Um “barroco discreto”

Isabel Pires de Lima*

Não sendo especialista em teatro, sou espectadora assídua do Teatro Nacional São João. A lista das representações a que assisti é longa e a memória, como sabemos, curta.

Porquê O Grande Teatro do Mundo, de Pedro Calderón de la Barca, com encenação de Nuno Carinhas e cenografia de Nuno Lacerda Lopes, no ano de 1996? Não o saberei justificar tecnicamente. Direi apenas que foi esta peça de Calderón de la Barca a que me saltou da memória. Memorável. Desde logo, porque retenho ter sido uma das encenações, no sentido global do termo – “pôr em cena”, isto é, “dispor as coisas com o fim de iludir” –, mais bem conseguidas a que me lembro de assistir. Calderón de la Barca é, como sabemos, um nome grande do Siglo de Oro da literatura espanhola, um dos expoentes máximos do modelo teatral barroco. A temática da peça é, no essencial, a de todas as outras grandes obras do autor, a reflexão filosófica de cariz moralista sobre as questões fundamentais da sua (nossa) época: a honra, o dever, mas também a imodéstia, a ganância, a ambição, nomeadamente pelo Poder.

-- -- --

*Enunciado:* Transcreva o trecho do texto sobre teatro que vai de "Isabel Pires de" a "como sabemos, curta.", trocando "memória" por "lembrança". A listagem não é necessária para resolver a atividade.

(Registos em bruto)

-- -- --

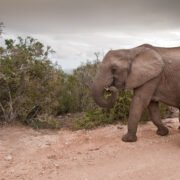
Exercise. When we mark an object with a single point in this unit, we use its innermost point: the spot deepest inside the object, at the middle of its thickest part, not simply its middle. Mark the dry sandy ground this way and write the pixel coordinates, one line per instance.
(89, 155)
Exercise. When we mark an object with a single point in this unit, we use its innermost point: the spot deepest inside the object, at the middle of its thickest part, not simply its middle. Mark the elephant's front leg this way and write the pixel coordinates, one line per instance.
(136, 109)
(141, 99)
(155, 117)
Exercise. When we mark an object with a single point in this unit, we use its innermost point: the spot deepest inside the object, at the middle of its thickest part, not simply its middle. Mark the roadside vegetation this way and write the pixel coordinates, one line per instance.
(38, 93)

-- -- --

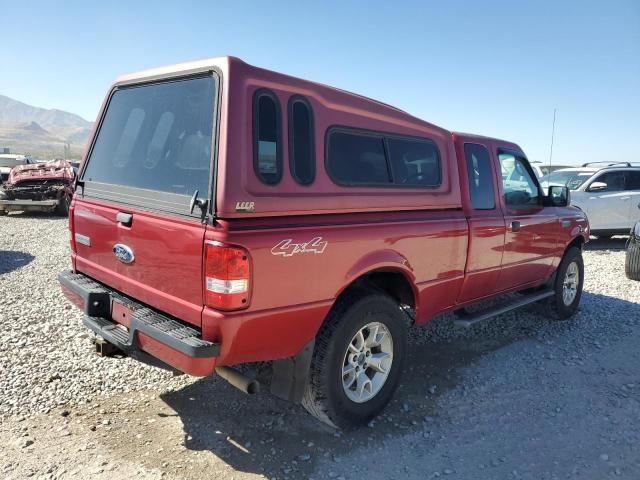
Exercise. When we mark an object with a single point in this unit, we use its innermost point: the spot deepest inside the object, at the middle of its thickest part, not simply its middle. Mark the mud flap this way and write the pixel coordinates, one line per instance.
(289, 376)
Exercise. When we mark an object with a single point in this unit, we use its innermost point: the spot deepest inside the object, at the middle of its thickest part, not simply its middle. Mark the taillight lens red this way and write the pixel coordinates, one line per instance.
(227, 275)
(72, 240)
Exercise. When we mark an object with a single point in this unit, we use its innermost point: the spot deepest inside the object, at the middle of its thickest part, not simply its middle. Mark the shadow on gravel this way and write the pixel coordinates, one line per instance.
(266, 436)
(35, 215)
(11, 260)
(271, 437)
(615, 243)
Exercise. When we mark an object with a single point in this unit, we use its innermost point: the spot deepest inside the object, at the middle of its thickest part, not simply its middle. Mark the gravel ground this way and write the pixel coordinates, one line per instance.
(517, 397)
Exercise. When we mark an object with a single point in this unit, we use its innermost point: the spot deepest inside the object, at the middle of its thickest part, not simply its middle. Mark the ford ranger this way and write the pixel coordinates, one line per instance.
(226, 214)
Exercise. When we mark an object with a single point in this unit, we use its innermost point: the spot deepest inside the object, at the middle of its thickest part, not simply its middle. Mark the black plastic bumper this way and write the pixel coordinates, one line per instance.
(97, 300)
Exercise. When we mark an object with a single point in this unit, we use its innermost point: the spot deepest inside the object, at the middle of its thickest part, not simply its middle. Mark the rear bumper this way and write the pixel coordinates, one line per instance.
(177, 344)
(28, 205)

-- -- --

*Resposta:*
Isabel Pires de Lima*

Não sendo especialista em teatro, sou espectadora assídua do Teatro Nacional São João. A lista das representações a que assisti é longa e a lembrança, como sabemos, curta.